## Your instructions
Would you reproduce exactly the lines below from the one holding "Task: put a dot on each instance of the glass pane" through the one holding "Task: put a dot on each instance of the man", inclusive, and no others?
Extracted material Block Start
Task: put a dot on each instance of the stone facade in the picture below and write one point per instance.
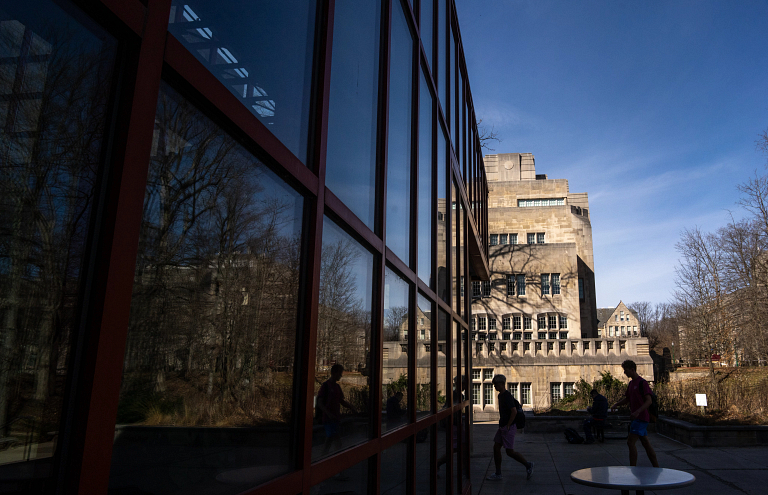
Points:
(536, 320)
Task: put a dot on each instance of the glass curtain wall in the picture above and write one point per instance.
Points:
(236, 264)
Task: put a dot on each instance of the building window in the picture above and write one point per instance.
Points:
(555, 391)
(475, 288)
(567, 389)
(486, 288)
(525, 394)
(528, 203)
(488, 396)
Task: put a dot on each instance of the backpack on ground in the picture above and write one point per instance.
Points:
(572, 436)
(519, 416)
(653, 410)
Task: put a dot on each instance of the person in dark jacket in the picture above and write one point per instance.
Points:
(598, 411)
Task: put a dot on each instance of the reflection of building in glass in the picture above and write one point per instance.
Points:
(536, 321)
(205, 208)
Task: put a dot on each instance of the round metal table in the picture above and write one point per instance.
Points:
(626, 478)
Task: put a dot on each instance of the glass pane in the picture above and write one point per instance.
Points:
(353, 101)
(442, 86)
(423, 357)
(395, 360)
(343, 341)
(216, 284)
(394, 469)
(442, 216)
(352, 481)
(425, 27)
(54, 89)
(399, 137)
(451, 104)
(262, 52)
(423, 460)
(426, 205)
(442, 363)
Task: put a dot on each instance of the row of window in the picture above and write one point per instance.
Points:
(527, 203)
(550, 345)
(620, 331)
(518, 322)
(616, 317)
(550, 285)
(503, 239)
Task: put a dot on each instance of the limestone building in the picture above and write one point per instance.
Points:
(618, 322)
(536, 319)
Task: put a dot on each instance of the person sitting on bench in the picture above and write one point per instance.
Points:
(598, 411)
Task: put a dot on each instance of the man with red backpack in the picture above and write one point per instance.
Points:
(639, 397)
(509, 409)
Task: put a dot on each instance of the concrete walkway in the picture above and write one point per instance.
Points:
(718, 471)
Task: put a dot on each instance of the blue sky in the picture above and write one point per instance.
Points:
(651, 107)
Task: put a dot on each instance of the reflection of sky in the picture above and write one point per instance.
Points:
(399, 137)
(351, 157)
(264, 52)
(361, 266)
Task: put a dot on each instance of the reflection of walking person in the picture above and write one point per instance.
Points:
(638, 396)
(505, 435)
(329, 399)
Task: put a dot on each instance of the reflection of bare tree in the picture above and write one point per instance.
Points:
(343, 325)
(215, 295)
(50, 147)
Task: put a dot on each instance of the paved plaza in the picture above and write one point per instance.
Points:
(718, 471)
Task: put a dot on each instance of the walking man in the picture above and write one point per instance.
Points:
Extracted material Block End
Extracted material Block Start
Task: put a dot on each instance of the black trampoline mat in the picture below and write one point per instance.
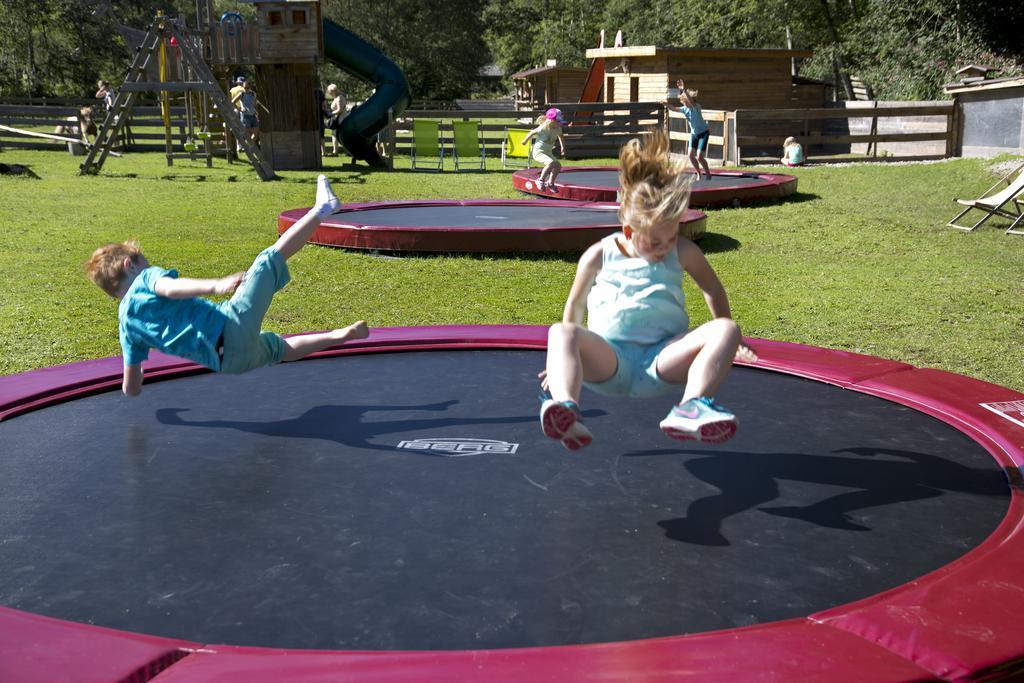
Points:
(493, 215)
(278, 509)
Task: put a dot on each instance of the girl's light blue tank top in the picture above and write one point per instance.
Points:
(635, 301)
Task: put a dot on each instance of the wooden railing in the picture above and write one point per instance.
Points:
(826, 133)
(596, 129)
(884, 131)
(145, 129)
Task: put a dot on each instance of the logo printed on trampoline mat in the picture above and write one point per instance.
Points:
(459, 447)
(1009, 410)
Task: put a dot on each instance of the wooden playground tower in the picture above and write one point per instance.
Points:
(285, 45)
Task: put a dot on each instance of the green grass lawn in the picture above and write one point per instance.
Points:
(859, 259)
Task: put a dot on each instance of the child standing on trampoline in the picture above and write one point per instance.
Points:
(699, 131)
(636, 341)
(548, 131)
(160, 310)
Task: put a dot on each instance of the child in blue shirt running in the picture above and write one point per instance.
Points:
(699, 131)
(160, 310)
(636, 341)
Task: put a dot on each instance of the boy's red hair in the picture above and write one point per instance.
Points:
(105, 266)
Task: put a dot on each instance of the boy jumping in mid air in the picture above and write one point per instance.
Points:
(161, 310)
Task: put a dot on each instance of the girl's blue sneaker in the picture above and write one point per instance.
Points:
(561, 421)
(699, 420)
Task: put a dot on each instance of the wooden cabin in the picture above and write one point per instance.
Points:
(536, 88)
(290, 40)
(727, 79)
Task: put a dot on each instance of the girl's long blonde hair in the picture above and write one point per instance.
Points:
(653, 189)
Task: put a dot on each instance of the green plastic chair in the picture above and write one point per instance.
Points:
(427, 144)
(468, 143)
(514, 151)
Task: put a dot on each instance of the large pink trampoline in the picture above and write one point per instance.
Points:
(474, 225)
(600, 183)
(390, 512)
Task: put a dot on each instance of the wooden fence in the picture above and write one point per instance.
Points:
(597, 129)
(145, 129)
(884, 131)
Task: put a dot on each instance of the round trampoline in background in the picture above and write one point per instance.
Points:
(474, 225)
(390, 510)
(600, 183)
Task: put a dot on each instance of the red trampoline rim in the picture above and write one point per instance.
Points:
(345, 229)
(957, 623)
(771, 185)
Extracted material Block End
## Response to this exercise
Task: put a dot on each instance of the glass pane in the picture above and write one point per instance.
Points:
(353, 101)
(442, 86)
(423, 357)
(395, 360)
(343, 341)
(216, 284)
(394, 469)
(442, 216)
(352, 481)
(425, 27)
(54, 89)
(399, 137)
(451, 104)
(262, 52)
(423, 460)
(426, 205)
(442, 363)
Task: put a dot on each instance of the row of window in the picture above and write one point per instance.
Points:
(527, 203)
(550, 345)
(620, 331)
(518, 322)
(616, 317)
(550, 285)
(503, 239)
Task: put a dot on each instance of the limestone building in the picture above and write one point per instance.
Points:
(618, 322)
(536, 319)
Task: put a dot on each instance of the person sitting on bench in the picture above and write one point per instance.
Points:
(598, 411)
Task: put a dot on each instance of the man with red backpack in the picture above and write one point per instance.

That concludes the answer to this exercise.